Saturday, July 7, 2007

Whoa!

Finally! After a week of trying to figure out how to create a blog through the Great Firewall of China, I've succeeded! This post is a tad bit long since I have a lot to catch up on.

On the twelve hour plane ride from San Francisco to Beijing, I read Jonathan Franzen’s How To Be Alone. In the first essay I came across the following quote: “One of the great adaptive virtues of our brains, the feature that makes our grey matter so much smarter than any machine yet devised […] is our ability to forget almost everything that has ever happened to us.” Why am I boring you with Jonathan Franzen quotes? Basically, this is my main fear during my two years in the Peace Corps: that I will forget all the exciting, strange, scary, and beautiful things that happen to me. So, in an effort to impede my brain’s natural function of forgetting, I’m going to try and write down as much of what happens as I can and post it here. Here it goes…

After five days at a fancy hotel where my fellow China 13s and myself received briefcase-sized medical kits and instructions to not drink the water or eat fruits/vegetables unless they’d been washed with chlorine, we departed to three different training sites to stay with host families. This meant being separated from a few other China 13 volunteers I’d really come to bond with, which was sad. It’s been overwhelming meeting so many amazing people at the same time and then suddenly losing them. I was thrilled, however, to finally get into real life in China and meet the family I'd be living with until September.


The incredibly well-stocked medical briefcase


The first night with the host family was not at all what I expected. After I’d gotten settled my host mother told me she loved dancing and I said I’d like to go with her someday. She wasted no time and took me that night. Now, when she said dancing I wasn’t quite sure what to expect. Val, Jake, Tasha and I had stumbled across a group of 50-odd middle-aged women dancing in unison outside a mall a few nights before (apparently this happens every night), so I had expected line dancing of some sort. Nope. Instead, I was ballroom dancing with some hardcore dancers. If you've ever seen me dance, you know that I dance like I have elbows for knees. They didn’t seem to notice, though, and I was passed around the room from man to man. After about an hour and a half of this I was ready to pass out and I went home to a cool shower and stiff bed. I have to say the beds are taking some getting used to. The beds I’ve slept on here so far have both been very, very hard. I had a Tempurpedic bed at home (it’s the astronaut bed!) and so I’m completely spoiled when it comes to sleep. I’m sure that eventually my body will adjust and my spine will stop harassing me.

Items from a data source
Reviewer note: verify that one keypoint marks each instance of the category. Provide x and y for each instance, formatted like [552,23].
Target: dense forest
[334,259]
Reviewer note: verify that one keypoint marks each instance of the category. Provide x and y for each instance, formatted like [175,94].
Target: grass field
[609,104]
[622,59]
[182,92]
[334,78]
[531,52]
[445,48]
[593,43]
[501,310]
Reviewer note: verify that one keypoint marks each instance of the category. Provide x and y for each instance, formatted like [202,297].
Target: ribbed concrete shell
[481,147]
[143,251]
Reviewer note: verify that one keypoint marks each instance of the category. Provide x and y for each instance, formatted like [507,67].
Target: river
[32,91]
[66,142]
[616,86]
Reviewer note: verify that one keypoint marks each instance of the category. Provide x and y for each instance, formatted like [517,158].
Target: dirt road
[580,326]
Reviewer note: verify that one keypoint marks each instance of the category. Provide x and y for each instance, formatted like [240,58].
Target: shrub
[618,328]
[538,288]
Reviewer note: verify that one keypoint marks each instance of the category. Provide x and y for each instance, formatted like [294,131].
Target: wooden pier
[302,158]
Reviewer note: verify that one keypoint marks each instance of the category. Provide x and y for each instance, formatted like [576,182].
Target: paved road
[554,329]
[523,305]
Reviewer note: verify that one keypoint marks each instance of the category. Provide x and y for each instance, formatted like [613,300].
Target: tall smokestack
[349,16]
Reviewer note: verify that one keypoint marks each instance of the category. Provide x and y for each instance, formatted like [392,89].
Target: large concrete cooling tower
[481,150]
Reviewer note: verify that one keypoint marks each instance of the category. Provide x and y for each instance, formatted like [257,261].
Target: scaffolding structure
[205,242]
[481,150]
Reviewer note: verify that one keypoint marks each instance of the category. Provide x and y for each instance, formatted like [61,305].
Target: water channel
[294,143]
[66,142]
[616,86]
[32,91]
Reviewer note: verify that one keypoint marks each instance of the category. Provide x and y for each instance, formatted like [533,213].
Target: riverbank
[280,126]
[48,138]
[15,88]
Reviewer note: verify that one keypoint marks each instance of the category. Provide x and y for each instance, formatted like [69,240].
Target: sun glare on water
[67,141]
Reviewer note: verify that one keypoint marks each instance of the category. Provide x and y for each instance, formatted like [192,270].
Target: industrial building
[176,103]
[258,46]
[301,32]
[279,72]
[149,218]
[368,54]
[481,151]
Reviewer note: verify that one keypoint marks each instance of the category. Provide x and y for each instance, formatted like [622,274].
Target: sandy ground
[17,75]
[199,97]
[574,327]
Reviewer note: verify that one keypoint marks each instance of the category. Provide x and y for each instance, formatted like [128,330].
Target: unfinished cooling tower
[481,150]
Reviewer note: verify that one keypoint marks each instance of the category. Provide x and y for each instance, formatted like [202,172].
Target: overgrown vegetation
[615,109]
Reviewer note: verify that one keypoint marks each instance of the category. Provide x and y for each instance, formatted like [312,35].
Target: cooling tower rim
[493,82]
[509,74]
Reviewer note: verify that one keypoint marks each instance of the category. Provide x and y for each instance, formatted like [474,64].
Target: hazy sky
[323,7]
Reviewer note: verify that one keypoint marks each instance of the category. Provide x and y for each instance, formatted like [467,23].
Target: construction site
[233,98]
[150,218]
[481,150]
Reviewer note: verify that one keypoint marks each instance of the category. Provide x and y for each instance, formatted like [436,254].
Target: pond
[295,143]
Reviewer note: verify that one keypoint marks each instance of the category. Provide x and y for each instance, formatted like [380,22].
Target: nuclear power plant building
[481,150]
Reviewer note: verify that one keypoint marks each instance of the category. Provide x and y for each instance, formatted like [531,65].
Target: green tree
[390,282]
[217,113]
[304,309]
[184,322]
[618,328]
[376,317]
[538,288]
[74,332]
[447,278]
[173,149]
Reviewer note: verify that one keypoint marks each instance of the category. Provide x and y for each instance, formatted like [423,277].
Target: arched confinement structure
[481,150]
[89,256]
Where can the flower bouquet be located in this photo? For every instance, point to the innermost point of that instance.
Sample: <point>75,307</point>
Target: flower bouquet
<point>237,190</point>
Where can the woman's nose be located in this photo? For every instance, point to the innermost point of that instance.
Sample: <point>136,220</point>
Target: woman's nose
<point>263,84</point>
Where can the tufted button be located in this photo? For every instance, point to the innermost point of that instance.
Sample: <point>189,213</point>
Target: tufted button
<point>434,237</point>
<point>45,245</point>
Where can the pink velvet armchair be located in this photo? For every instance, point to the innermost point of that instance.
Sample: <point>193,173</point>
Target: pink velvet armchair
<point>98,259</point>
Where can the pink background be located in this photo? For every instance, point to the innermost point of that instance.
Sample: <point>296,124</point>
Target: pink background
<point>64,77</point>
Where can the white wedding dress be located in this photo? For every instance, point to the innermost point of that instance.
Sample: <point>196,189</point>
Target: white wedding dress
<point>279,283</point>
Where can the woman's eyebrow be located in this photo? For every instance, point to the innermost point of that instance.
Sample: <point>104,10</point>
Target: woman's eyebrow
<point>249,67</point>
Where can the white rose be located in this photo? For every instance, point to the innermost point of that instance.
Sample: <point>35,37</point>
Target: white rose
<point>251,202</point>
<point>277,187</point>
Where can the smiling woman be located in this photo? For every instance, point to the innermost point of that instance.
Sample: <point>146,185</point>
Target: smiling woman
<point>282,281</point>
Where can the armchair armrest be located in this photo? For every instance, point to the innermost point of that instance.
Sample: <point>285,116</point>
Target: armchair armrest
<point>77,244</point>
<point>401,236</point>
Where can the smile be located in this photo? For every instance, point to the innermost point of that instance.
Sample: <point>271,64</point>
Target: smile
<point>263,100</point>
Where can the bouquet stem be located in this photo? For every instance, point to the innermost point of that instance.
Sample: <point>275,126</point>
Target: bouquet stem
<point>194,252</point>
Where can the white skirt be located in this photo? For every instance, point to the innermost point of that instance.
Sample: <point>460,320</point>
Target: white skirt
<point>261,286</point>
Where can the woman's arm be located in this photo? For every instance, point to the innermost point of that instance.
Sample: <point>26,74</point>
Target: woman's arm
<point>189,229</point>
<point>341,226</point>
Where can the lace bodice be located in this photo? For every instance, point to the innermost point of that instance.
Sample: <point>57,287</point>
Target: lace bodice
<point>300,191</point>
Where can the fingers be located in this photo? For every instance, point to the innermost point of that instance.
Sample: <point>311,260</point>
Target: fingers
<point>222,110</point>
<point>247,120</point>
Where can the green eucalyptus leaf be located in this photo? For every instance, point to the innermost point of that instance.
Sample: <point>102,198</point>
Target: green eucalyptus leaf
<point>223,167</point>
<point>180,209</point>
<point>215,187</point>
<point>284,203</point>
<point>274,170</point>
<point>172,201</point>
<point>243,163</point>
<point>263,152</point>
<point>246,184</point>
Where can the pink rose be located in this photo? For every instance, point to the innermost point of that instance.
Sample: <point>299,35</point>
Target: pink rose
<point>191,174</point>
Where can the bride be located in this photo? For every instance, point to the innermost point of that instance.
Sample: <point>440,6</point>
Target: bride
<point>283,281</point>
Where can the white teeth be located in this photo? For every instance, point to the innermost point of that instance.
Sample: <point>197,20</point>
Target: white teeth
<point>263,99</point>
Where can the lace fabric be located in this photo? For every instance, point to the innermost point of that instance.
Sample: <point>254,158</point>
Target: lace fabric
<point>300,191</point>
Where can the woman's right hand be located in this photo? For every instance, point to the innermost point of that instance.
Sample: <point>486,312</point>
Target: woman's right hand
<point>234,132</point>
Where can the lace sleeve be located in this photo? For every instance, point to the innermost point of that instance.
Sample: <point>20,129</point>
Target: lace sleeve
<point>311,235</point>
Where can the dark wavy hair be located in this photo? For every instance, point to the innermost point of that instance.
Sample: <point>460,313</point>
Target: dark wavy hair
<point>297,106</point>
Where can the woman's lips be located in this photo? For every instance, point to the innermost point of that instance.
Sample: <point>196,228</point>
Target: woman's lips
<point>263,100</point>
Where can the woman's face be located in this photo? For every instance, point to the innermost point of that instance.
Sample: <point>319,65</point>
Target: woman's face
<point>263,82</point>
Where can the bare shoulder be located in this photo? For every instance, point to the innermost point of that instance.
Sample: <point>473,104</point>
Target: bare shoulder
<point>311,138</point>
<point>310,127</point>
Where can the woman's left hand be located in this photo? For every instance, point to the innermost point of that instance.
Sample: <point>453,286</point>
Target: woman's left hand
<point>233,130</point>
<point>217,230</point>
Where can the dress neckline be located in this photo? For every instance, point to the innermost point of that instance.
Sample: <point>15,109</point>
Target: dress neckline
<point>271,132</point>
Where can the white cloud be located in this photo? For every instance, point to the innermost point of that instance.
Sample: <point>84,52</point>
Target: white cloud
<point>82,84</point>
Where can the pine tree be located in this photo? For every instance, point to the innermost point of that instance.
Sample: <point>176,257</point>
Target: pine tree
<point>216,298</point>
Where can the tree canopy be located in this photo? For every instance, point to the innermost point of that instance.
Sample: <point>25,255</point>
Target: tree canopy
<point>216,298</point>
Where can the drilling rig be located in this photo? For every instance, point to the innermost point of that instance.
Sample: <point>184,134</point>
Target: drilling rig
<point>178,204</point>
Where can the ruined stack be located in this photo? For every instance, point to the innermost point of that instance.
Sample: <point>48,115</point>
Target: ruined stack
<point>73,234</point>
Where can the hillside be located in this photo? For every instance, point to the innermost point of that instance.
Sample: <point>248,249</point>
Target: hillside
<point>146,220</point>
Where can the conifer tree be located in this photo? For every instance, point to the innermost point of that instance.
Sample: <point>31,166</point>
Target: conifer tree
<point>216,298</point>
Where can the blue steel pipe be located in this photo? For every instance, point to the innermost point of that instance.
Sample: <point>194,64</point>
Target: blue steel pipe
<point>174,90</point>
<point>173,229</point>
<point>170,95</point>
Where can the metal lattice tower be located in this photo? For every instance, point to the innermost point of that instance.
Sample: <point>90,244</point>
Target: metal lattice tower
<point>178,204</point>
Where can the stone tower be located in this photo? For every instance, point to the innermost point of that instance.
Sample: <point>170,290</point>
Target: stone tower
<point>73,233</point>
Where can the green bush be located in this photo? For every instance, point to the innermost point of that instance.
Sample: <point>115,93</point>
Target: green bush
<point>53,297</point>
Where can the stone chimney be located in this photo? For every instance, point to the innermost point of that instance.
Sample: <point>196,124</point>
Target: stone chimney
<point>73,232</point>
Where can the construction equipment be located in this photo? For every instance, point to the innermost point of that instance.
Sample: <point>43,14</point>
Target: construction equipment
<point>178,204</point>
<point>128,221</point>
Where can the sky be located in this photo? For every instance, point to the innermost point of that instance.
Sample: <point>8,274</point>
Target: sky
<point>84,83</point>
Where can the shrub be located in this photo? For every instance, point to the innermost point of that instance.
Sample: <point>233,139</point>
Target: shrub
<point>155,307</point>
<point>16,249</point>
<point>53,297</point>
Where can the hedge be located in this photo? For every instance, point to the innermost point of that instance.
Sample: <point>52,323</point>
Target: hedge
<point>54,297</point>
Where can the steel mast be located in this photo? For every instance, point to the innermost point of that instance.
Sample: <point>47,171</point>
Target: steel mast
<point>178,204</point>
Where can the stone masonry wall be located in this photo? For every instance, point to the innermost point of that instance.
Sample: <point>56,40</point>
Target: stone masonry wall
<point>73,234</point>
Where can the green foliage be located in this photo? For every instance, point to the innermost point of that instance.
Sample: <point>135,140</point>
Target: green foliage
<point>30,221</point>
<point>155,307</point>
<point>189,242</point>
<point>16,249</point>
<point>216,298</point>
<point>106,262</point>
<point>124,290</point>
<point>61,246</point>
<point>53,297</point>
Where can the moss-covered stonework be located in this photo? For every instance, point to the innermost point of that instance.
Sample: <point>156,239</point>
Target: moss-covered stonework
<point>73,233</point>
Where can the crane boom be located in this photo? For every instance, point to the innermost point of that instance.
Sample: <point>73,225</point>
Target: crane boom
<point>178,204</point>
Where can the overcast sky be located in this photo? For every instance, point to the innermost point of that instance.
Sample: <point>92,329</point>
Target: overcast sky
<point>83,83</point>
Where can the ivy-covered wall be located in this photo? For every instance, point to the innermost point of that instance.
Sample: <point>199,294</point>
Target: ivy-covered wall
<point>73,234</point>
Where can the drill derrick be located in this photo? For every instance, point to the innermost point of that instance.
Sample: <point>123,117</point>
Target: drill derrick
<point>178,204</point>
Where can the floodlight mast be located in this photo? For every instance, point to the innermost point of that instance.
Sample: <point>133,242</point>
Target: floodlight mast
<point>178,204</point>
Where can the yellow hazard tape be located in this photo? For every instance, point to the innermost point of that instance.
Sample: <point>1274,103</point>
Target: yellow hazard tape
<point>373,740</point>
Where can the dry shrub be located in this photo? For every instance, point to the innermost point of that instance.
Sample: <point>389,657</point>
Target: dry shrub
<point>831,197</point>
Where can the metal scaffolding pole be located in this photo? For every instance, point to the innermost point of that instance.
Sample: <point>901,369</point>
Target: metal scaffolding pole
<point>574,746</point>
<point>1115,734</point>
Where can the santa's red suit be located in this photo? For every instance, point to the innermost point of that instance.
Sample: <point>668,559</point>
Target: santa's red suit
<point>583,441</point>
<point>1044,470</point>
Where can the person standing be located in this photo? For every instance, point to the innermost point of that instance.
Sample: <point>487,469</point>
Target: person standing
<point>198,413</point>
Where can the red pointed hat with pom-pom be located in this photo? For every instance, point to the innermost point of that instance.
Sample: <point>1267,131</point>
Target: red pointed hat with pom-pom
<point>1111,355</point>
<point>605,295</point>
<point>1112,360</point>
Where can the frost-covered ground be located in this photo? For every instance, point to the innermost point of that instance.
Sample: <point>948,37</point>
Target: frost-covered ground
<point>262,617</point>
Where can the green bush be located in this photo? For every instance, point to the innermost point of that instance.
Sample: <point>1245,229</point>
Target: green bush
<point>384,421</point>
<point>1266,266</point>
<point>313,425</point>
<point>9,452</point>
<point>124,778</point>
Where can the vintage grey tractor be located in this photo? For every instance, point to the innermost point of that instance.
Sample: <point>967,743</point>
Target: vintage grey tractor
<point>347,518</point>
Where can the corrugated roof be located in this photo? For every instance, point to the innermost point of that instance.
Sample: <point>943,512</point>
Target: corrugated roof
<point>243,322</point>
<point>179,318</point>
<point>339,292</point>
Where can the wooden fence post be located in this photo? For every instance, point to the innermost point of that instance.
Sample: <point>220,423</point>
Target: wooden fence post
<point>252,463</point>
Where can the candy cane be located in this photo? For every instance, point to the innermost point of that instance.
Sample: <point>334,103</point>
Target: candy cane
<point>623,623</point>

Problem statement: In the China blog post, rewrite the stretch from "After five days" through "with until September.", changing "fancy hotel" to "luxury hotel".

Your solution:
After five days at a luxury hotel where my fellow China 13s and myself received briefcase-sized medical kits and instructions to not drink the water or eat fruits/vegetables unless they’d been washed with chlorine, we departed to three different training sites to stay with host families. This meant being separated from a few other China 13 volunteers I’d really come to bond with, which was sad. It’s been overwhelming meeting so many amazing people at the same time and then suddenly losing them. I was thrilled, however, to finally get into real life in China and meet the family I'd be living with until September.